→ To do
Check each statement against the teaching account and say yes or no for each, quoting the words of the account that decide it. 1. The narrator stopped teaching in 1997. 2. The school Mohammed was excluded from was in an inner-city area. 3. John trained as a plumber.

→ Selected text

Soon afterwards Mohammed was excluded from the school and I gave up teaching. It was 1997 and the chaos he had caused had sapped my confidence. Because the school was not a stereotypical inner-city comprehensive, but located in a prosperous London suburb, I felt doubly deflated; I felt that I had become horribly soft. In fact, the school did have discipline problems, with a significant rump of children from troubled backgrounds, but few teachers there were trained to cope with the more challenging ones such as Mohammed. Rowdy classes became riotous, lessons became war zones.

Several years later, with my spirits refreshed and missing the buzz and excitement of the classroom, I returned to full-time teaching, quickly becoming a head of department at a school in Havering, outer London. In this new position of responsibility I had to teach several children who had been excluded from other schools or had been passed on to me by more junior teachers. By this time, I had become a more tolerant pedagogue, less obsessed with results, more adept at handling disruption. I was calmer and more consistent in my approach. Some of my pupils were potentially just as aggressive as Mohammed had been, but I was able to cope with them; I'd learned to "give and take", to negotiate, to form good relationships with difficult children.

One child, John, had been permanently excluded from another school but had settled well at my new school and ultimately succeeded in attaining eight good GCSEs. I recently spoke to John about his life now and was delighted that everything was going well for him. He had trained to be an electrician and was set, he said, on earning better wages than me. "What I liked about it in your school," he told me, "was that my mates and some of the teachers taught me how to deal with my anger. Sometimes I used to get so mad, I would just punch anyone who was around me, but then I learned to walk away from rucks. And I think that helped me concentrate more. The school stuck with me even though I was out of order sometimes. They didn't kick me out. That counts for a lot."

→ Data supplied
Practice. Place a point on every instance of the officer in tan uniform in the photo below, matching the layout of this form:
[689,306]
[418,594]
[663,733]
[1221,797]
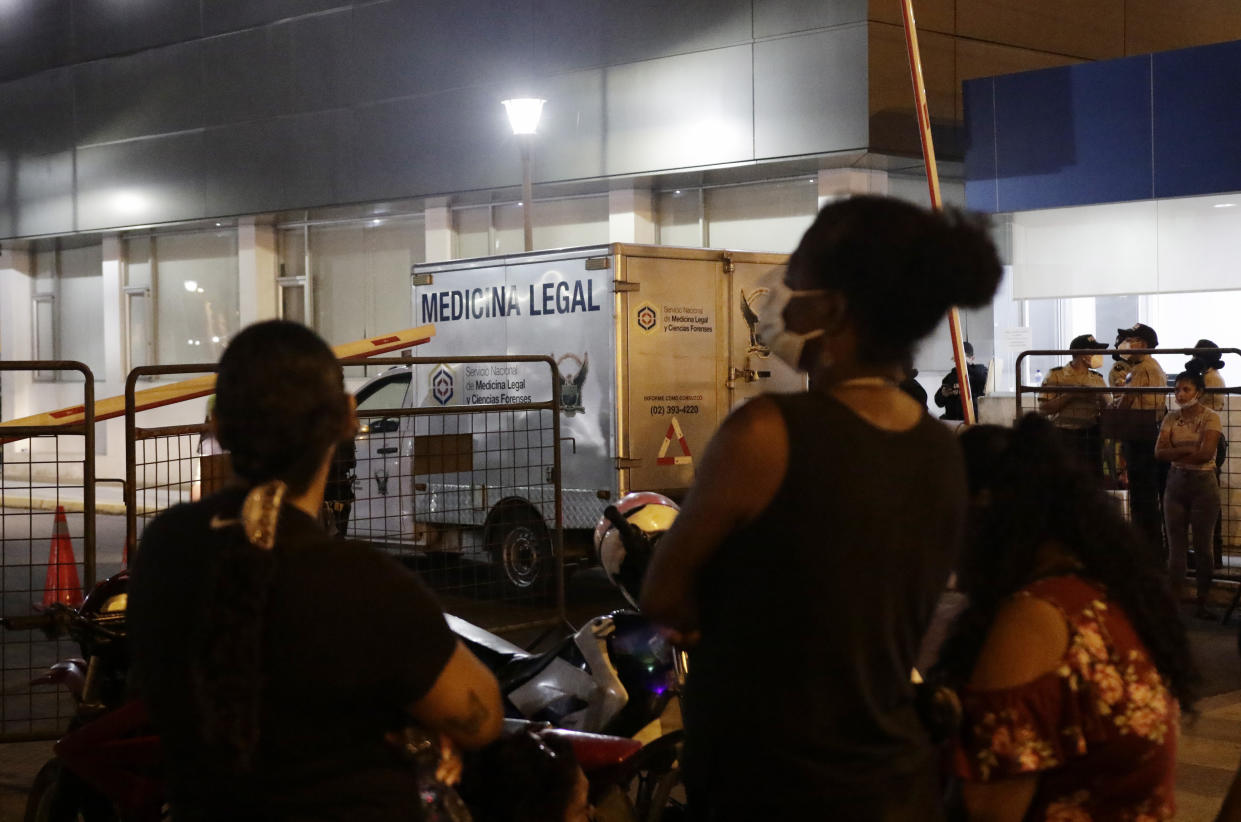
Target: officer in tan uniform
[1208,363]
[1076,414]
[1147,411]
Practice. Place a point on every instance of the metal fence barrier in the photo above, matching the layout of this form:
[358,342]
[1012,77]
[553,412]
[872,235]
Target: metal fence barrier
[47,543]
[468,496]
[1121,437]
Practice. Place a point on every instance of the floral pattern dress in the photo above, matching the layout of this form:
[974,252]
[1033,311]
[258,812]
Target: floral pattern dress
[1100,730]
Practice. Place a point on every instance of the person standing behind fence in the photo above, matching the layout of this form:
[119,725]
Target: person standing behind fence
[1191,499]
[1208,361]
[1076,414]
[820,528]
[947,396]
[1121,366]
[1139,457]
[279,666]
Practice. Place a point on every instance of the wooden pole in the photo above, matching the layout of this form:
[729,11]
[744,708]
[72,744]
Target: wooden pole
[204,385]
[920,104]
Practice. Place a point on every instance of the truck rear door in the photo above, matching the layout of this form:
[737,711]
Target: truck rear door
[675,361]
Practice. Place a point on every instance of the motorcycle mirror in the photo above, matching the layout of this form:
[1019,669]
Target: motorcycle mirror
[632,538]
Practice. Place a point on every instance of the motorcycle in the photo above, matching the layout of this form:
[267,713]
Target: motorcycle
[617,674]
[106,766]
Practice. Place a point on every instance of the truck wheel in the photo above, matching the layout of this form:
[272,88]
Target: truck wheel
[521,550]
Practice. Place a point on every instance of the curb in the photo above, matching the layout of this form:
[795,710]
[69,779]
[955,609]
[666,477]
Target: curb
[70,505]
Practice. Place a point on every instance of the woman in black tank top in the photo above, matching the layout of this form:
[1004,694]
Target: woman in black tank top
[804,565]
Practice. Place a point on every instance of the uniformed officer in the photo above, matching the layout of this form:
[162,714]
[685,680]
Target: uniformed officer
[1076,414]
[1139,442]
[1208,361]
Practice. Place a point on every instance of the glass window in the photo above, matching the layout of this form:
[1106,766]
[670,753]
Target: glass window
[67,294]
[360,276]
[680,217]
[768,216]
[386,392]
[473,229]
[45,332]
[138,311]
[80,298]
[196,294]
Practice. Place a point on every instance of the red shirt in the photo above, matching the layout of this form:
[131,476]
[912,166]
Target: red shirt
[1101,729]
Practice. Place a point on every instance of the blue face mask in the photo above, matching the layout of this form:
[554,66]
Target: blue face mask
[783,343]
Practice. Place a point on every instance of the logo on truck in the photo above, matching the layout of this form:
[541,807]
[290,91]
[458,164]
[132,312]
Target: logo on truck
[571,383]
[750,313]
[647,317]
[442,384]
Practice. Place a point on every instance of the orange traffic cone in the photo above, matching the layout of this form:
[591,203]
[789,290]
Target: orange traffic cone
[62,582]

→ Full answer
1. Yes: "I gave up teaching. It was 1997"
2. No: "located in a prosperous London suburb"
3. No: "He had trained to be an electrician"